[BRIEF] Write out exactly the lines below that run from the line containing "Task: indicate the fence" through the last line of the records.

[EXERCISE MATERIAL]
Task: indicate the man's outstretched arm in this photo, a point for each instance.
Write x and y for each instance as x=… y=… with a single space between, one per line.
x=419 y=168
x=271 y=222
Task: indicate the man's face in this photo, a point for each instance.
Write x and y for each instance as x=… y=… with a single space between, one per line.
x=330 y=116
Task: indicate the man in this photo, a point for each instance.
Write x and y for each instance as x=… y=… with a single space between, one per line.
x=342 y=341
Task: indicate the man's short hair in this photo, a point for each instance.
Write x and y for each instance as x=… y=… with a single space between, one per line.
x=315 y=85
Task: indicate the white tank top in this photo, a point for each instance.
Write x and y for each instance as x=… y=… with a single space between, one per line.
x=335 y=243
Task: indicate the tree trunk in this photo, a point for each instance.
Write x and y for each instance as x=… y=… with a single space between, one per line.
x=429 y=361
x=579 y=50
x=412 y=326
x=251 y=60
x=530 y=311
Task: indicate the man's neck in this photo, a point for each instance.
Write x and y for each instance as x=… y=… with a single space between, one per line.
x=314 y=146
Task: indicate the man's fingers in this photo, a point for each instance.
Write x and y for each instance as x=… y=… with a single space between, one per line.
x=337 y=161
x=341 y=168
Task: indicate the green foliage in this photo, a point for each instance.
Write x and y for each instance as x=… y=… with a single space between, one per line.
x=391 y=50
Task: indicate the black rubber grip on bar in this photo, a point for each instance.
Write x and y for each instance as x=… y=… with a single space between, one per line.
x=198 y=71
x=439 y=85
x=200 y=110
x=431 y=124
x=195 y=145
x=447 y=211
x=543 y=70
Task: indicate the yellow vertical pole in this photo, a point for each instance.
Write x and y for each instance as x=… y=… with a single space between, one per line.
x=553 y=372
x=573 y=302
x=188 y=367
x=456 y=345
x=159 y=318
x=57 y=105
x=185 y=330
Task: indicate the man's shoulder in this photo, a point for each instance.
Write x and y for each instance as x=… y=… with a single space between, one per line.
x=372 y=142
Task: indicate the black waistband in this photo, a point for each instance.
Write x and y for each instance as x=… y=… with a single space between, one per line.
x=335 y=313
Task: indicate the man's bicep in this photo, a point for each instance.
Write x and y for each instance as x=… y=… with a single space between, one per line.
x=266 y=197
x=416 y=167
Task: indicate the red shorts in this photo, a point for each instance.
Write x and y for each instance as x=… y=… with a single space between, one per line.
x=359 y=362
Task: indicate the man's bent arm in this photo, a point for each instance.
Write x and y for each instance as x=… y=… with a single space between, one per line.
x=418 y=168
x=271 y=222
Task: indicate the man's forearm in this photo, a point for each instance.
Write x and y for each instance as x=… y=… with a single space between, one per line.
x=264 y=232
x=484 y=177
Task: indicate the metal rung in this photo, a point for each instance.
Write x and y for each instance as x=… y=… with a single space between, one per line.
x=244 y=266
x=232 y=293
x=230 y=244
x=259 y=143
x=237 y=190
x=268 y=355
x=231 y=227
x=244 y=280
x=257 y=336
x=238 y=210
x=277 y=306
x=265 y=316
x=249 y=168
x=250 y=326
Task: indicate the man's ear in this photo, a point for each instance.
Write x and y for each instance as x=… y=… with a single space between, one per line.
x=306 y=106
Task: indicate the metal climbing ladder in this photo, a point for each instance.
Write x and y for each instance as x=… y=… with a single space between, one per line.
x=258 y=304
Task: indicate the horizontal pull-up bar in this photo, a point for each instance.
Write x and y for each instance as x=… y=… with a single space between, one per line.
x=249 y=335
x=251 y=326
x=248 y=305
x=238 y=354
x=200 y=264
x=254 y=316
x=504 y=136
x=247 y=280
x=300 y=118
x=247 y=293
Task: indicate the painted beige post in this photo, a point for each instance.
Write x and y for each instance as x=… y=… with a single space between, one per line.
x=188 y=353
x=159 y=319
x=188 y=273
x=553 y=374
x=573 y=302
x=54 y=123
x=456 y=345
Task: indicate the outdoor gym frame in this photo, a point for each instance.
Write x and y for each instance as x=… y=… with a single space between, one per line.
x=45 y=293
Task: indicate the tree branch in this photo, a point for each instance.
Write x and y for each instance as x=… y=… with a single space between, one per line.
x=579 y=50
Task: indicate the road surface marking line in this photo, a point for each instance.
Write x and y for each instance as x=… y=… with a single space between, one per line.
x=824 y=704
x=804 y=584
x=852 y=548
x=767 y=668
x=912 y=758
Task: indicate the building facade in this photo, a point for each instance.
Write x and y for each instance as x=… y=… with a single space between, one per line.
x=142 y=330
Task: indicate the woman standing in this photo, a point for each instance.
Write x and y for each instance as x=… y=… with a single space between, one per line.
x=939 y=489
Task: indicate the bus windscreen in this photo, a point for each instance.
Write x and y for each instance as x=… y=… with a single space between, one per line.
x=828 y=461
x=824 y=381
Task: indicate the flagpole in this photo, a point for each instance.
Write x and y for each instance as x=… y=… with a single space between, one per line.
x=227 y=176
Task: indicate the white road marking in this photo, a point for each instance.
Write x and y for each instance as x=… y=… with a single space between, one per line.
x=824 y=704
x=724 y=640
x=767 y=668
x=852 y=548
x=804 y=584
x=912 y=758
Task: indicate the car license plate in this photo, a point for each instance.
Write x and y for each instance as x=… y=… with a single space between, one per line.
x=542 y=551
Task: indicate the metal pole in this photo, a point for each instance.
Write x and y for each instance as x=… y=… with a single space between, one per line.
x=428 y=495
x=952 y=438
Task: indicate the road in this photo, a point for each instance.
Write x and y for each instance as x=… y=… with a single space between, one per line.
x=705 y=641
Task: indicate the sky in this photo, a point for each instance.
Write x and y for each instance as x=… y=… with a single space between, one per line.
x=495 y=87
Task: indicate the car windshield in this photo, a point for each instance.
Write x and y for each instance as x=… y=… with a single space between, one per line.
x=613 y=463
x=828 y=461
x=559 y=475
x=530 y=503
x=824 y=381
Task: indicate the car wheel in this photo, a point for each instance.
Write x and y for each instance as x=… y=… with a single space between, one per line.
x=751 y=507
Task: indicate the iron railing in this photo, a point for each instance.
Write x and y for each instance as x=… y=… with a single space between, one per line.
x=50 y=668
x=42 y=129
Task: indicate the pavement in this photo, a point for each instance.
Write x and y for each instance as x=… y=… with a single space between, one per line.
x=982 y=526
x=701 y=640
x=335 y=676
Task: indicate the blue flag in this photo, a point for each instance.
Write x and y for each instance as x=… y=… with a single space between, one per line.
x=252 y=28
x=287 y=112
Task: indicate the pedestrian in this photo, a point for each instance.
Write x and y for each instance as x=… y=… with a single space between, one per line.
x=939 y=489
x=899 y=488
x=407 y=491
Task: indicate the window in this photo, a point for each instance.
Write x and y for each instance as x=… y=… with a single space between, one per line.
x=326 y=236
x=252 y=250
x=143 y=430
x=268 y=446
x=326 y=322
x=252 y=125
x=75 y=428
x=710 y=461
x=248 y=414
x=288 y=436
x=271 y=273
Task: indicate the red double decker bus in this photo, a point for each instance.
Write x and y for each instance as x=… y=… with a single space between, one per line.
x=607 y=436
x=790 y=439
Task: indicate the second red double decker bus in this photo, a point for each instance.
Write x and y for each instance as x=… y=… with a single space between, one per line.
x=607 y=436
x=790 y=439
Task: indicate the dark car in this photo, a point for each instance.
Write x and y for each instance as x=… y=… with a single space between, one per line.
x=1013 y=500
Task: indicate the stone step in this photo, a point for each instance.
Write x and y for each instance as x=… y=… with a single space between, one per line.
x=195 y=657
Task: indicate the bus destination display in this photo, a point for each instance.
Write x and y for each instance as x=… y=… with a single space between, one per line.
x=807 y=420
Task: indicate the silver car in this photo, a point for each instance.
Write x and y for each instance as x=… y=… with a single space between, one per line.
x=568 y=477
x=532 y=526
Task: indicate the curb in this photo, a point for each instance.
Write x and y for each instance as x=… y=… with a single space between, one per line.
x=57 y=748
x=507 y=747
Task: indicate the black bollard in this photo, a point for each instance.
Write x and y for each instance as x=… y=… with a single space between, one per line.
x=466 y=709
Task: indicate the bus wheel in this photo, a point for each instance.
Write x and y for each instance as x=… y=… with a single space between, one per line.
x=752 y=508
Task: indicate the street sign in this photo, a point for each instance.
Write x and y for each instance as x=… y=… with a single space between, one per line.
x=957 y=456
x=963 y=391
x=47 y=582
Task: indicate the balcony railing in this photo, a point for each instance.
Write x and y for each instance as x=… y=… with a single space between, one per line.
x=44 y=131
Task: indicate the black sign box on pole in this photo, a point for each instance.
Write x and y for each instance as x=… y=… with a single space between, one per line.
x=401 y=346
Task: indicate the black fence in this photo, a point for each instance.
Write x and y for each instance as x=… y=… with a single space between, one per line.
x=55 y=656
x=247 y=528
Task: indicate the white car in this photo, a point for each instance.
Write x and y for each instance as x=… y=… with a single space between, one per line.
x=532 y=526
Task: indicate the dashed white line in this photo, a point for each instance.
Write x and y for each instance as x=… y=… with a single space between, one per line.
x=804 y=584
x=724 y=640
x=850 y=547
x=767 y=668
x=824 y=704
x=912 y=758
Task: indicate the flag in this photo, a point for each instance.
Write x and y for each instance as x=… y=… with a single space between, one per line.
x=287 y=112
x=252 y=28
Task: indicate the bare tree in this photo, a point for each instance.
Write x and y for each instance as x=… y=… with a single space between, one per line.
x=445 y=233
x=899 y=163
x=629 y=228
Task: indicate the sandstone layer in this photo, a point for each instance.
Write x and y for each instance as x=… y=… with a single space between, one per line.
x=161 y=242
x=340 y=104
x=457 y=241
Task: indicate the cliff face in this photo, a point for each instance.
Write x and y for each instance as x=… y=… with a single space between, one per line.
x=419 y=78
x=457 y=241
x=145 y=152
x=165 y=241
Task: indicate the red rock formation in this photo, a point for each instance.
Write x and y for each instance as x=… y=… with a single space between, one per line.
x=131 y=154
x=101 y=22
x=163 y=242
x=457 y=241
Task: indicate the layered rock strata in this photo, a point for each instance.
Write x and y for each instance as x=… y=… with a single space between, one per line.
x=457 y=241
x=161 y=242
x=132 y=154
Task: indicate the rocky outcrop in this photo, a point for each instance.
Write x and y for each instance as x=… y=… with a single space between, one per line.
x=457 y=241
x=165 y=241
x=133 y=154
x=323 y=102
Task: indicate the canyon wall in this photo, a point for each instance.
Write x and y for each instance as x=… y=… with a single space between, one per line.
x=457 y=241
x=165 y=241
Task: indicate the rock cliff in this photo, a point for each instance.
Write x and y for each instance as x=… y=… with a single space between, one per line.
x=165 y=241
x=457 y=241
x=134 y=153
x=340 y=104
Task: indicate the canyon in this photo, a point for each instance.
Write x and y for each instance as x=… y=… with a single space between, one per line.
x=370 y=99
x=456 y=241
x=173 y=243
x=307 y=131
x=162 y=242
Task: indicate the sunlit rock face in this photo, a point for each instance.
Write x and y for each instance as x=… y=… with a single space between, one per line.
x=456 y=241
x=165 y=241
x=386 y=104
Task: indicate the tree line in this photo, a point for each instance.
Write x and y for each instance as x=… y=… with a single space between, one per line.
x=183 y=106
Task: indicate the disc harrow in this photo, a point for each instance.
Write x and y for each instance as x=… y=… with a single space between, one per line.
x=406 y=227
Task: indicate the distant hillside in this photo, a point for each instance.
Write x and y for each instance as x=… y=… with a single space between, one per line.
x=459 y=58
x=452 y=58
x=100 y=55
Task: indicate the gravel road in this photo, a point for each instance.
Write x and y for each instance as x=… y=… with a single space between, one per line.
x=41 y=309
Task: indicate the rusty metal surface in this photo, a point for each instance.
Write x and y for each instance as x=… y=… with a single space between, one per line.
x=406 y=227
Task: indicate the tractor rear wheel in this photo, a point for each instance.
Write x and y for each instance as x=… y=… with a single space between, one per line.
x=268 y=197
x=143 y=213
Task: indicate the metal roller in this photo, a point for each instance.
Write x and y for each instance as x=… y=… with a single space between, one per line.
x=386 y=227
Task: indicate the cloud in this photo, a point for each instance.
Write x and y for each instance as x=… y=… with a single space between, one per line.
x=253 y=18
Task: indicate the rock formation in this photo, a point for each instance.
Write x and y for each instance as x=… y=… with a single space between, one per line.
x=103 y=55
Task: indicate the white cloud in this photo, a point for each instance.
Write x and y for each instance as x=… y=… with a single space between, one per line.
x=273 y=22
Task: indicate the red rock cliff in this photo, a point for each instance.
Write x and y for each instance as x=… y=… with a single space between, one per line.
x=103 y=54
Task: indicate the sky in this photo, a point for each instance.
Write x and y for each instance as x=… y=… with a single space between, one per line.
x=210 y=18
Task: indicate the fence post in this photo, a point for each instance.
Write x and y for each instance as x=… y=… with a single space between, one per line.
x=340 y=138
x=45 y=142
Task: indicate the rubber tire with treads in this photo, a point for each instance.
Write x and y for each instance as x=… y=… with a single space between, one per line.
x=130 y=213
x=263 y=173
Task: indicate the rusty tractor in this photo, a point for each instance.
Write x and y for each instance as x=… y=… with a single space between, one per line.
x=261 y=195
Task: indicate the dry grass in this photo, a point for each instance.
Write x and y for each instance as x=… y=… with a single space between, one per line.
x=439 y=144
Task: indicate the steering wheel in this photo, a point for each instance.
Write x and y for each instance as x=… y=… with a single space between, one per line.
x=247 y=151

[THE OUTPUT]
Task: indicate the fence post in this photo, a point for each instance.
Write x and y for each instance as x=… y=… with a single space between, one per line.
x=340 y=138
x=45 y=142
Task: indicate the rubber tire with treads in this photo, a point for each instance.
Write x and y for each instance as x=… y=… with a single space between, one per line.
x=130 y=213
x=263 y=173
Task: indicate the rusty tractor in this photo, a point for each instance.
Write x and y for each instance as x=… y=… with a single space between, one per line.
x=261 y=195
Task: indicate the dry grass in this photo, a point for each instance.
Write x and y for each instance as x=… y=… with a single space between, one per line.
x=439 y=144
Task: indicate the steering wheel in this photo, a point for each instance.
Write x and y for each instance as x=… y=… with a single space between, one per line.
x=247 y=151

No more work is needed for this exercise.